## WHAT YOU SHOULD DO
Rewrite the records starting with the line that contains "[point] white lower" and going on through the end of the records, switching "white lower cabinet" to "white base cabinet" and keeping everything else the same.

(Entries from a pointing dataset)
'''
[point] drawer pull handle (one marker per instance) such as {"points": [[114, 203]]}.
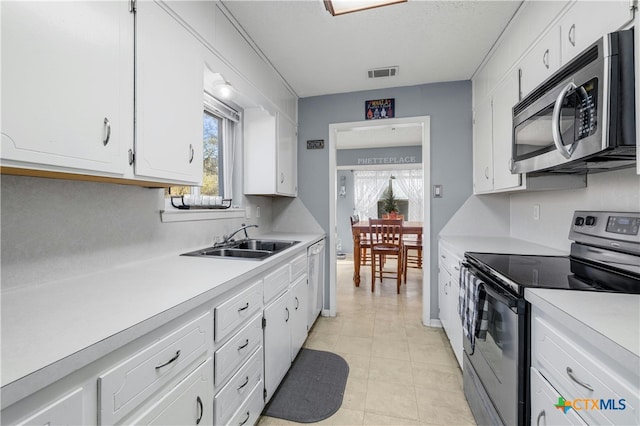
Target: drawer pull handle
{"points": [[246, 343], [168, 362], [245, 420], [246, 382], [201, 408], [578, 381], [107, 129]]}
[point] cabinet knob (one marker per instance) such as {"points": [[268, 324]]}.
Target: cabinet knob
{"points": [[107, 131], [572, 35], [545, 59]]}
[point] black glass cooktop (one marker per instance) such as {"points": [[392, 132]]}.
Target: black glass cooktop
{"points": [[561, 272]]}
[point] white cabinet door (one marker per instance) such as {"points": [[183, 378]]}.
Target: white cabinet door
{"points": [[504, 98], [544, 399], [483, 148], [270, 155], [443, 289], [277, 343], [542, 61], [287, 157], [190, 402], [169, 96], [67, 86], [259, 152], [298, 305], [587, 21]]}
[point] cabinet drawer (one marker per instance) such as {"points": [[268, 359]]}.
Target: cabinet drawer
{"points": [[450, 261], [298, 267], [276, 282], [232, 313], [249, 412], [238, 389], [124, 387], [565, 364], [544, 398], [188, 403], [236, 351], [67, 410]]}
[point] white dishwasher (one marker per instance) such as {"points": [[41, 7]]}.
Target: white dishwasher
{"points": [[315, 261]]}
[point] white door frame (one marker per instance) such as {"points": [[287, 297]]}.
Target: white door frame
{"points": [[334, 129]]}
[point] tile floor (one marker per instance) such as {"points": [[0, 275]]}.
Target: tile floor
{"points": [[401, 372]]}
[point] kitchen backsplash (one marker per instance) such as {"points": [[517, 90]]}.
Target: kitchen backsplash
{"points": [[612, 191], [55, 229]]}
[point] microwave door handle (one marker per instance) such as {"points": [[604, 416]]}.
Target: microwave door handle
{"points": [[555, 123]]}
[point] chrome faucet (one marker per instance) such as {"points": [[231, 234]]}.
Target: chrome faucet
{"points": [[226, 239]]}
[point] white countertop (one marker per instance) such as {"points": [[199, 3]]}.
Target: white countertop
{"points": [[73, 322], [460, 244], [613, 315]]}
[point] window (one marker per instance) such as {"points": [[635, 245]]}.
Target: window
{"points": [[219, 125]]}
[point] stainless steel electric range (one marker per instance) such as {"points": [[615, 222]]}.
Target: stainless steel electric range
{"points": [[605, 257]]}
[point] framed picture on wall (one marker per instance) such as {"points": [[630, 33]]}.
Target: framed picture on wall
{"points": [[379, 109]]}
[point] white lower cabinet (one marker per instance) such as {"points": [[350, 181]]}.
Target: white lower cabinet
{"points": [[277, 343], [127, 385], [544, 399], [190, 402], [237, 390], [299, 307], [600, 379], [449, 294], [67, 410]]}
'''
## WRITTEN RESPONSE
[point] white base cabinet (one marker per instance) such as {"points": [[350, 181]]}.
Target: white base cabinet
{"points": [[277, 343], [127, 385], [544, 399], [190, 402], [237, 390], [299, 307], [600, 379], [449, 294], [67, 410]]}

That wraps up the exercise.